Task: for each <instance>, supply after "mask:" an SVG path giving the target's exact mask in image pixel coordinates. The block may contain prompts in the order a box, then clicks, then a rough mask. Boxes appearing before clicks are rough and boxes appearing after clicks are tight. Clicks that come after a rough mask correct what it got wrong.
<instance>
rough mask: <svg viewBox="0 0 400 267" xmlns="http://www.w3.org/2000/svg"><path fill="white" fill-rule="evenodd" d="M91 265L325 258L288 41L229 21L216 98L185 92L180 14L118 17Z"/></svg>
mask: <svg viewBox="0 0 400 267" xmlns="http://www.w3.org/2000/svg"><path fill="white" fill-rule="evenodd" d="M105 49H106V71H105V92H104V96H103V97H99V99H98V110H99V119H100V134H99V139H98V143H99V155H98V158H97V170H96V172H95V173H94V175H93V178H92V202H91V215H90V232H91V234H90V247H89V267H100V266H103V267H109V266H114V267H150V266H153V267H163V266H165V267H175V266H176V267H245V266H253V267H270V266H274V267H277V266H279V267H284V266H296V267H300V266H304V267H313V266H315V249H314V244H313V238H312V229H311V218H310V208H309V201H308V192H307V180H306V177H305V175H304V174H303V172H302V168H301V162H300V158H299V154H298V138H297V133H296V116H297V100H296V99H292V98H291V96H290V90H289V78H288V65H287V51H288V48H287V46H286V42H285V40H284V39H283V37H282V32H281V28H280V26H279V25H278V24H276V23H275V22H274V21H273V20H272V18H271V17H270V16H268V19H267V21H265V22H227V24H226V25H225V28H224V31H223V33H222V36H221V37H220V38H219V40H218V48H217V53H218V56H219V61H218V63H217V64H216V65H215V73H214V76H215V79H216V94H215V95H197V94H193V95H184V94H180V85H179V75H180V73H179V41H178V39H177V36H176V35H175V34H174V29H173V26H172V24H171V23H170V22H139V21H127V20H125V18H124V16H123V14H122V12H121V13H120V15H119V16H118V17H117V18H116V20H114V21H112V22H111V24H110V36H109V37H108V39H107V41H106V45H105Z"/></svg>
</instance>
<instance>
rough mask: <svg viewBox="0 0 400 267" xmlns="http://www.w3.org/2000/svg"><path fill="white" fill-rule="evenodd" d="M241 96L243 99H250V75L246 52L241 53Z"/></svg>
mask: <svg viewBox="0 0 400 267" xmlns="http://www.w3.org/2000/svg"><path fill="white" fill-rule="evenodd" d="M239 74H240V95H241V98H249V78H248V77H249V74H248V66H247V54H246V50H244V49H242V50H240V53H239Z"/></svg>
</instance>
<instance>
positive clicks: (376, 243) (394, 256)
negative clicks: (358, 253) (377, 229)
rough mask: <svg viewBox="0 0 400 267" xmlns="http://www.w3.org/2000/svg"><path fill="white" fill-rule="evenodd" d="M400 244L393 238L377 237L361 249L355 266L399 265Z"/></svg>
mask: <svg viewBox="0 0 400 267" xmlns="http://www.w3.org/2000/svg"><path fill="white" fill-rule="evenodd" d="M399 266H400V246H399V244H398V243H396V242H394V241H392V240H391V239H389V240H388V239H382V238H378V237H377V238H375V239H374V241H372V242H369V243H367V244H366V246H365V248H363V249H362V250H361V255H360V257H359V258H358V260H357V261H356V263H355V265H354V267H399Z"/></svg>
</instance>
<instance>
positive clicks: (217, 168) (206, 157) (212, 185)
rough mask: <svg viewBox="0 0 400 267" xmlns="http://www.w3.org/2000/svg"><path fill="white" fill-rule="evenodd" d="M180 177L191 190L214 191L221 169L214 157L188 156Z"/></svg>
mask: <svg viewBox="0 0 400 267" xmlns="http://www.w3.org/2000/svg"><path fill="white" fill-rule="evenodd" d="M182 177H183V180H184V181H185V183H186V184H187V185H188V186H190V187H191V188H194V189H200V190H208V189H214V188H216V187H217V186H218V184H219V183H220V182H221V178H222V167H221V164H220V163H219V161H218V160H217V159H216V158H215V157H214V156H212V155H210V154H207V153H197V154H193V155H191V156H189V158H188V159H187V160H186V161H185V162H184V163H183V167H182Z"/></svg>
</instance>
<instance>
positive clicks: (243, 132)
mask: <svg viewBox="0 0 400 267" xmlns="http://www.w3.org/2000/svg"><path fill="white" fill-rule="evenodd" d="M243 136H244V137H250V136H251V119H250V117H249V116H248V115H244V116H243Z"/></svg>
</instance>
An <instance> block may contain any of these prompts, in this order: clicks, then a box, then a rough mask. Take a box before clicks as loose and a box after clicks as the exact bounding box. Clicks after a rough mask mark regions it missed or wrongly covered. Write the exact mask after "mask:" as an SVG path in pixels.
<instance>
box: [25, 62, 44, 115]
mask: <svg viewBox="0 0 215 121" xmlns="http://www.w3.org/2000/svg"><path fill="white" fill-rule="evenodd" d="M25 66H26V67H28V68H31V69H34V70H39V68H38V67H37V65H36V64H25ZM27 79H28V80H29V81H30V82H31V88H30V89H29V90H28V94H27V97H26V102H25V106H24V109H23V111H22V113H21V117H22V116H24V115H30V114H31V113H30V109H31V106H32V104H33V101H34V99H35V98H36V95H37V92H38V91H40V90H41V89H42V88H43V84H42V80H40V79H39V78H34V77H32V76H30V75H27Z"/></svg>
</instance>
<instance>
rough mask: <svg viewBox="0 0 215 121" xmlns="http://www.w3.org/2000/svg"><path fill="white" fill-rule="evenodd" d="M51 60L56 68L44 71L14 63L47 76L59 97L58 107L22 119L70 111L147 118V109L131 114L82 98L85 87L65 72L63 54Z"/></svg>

> [REQUIREMENT] Quote the data above in full, changing nothing.

> [ANSWER SPACE]
Task: for each <instance>, supply after "mask:" an SVG path giving the target's exact mask in image pixel coordinates. The block may contain prompts in the order a box, then clicks, then a rough mask. Boxes appearing before clicks are rough and boxes appearing after clicks are tight. Clicks that come after a rough mask correct what it got wrong.
<instance>
rough mask: <svg viewBox="0 0 400 267" xmlns="http://www.w3.org/2000/svg"><path fill="white" fill-rule="evenodd" d="M91 265L325 258L288 41L229 21L216 98L185 92L180 14L118 17Z"/></svg>
mask: <svg viewBox="0 0 400 267" xmlns="http://www.w3.org/2000/svg"><path fill="white" fill-rule="evenodd" d="M105 49H106V71H105V92H104V96H103V97H99V99H98V110H99V119H100V134H99V139H98V143H99V155H98V158H97V170H96V172H95V173H94V175H93V178H92V202H91V215H90V232H91V234H90V247H89V267H100V266H103V267H109V266H114V267H150V266H153V267H163V266H165V267H175V266H176V267H245V266H253V267H270V266H274V267H277V266H279V267H284V266H296V267H300V266H304V267H313V266H315V249H314V244H313V238H312V229H311V218H310V208H309V201H308V192H307V180H306V177H305V175H304V174H303V172H302V168H301V162H300V158H299V154H298V138H297V133H296V116H297V100H296V99H292V98H291V96H290V90H289V78H288V65H287V51H288V48H287V46H286V42H285V40H284V39H283V37H282V32H281V28H280V26H279V25H278V24H276V23H275V22H274V21H273V20H272V18H271V17H270V16H268V19H267V21H265V22H227V24H226V25H225V28H224V31H223V33H222V36H221V37H220V38H219V40H218V48H217V53H218V56H219V61H218V63H217V64H216V65H215V73H214V76H215V79H216V94H215V95H197V94H193V95H184V94H180V85H179V75H180V73H179V41H178V39H177V36H176V35H175V34H174V29H173V26H172V24H171V23H170V22H139V21H127V20H125V18H124V16H123V14H122V12H121V13H120V15H119V16H118V17H117V18H116V20H114V21H112V22H111V24H110V36H109V37H108V39H107V41H106V45H105Z"/></svg>
</instance>
<instance>
rough mask: <svg viewBox="0 0 400 267" xmlns="http://www.w3.org/2000/svg"><path fill="white" fill-rule="evenodd" d="M241 96L243 99H250V75L246 52L241 53Z"/></svg>
mask: <svg viewBox="0 0 400 267" xmlns="http://www.w3.org/2000/svg"><path fill="white" fill-rule="evenodd" d="M239 74H240V95H241V98H249V78H248V77H249V74H248V66H247V54H246V50H244V49H242V50H240V53H239Z"/></svg>
</instance>
<instance>
positive clicks: (376, 243) (394, 256)
negative clicks: (358, 253) (377, 229)
rough mask: <svg viewBox="0 0 400 267" xmlns="http://www.w3.org/2000/svg"><path fill="white" fill-rule="evenodd" d="M400 244L393 238L377 237L361 249L355 266L399 265Z"/></svg>
mask: <svg viewBox="0 0 400 267" xmlns="http://www.w3.org/2000/svg"><path fill="white" fill-rule="evenodd" d="M399 266H400V246H399V244H398V243H396V242H394V241H392V240H391V239H389V240H388V239H382V238H378V237H377V238H375V239H374V241H372V242H369V243H367V244H366V246H365V248H363V249H362V250H361V255H360V257H359V258H358V260H357V261H356V263H355V265H354V267H399Z"/></svg>
</instance>
<instance>
positive clicks: (217, 168) (206, 157) (212, 185)
rough mask: <svg viewBox="0 0 400 267" xmlns="http://www.w3.org/2000/svg"><path fill="white" fill-rule="evenodd" d="M180 177L191 190L214 191L221 169L214 157L188 156Z"/></svg>
mask: <svg viewBox="0 0 400 267" xmlns="http://www.w3.org/2000/svg"><path fill="white" fill-rule="evenodd" d="M182 177H183V180H184V181H185V183H186V184H187V185H188V186H190V187H191V188H194V189H200V190H208V189H214V188H216V187H217V186H218V184H219V183H220V182H221V178H222V167H221V164H220V163H219V161H218V160H217V159H216V158H215V157H214V156H212V155H210V154H207V153H197V154H193V155H191V156H189V158H188V159H187V160H186V161H185V162H184V163H183V167H182Z"/></svg>
</instance>
<instance>
positive clicks: (243, 132)
mask: <svg viewBox="0 0 400 267" xmlns="http://www.w3.org/2000/svg"><path fill="white" fill-rule="evenodd" d="M243 136H244V137H250V136H251V119H250V117H249V116H248V115H244V116H243Z"/></svg>
</instance>
An <instance> block may contain any of these prompts, in this order: clicks, then a box, then a rough mask. Take a box before clicks as loose and a box after clicks as the exact bounding box. Clicks after a rough mask mark regions it missed or wrongly covered. Write the exact mask after "mask:" as an SVG path in pixels.
<instance>
box: [25, 62, 44, 115]
mask: <svg viewBox="0 0 215 121" xmlns="http://www.w3.org/2000/svg"><path fill="white" fill-rule="evenodd" d="M25 66H26V67H28V68H31V69H34V70H39V68H38V67H37V65H36V64H25ZM27 79H28V80H29V81H30V82H31V88H30V89H29V90H28V94H27V97H26V102H25V106H24V109H23V111H22V113H21V117H22V116H24V115H30V114H31V113H30V109H31V106H32V104H33V101H34V99H35V98H36V95H37V92H38V91H40V90H41V89H42V88H43V84H42V80H40V79H39V78H34V77H32V76H30V75H27Z"/></svg>
</instance>
<instance>
rough mask: <svg viewBox="0 0 215 121" xmlns="http://www.w3.org/2000/svg"><path fill="white" fill-rule="evenodd" d="M51 60L56 68L44 71L14 63L47 76L59 97L58 107L22 119L70 111L147 118V109L131 114L82 98L85 87L65 72L63 54Z"/></svg>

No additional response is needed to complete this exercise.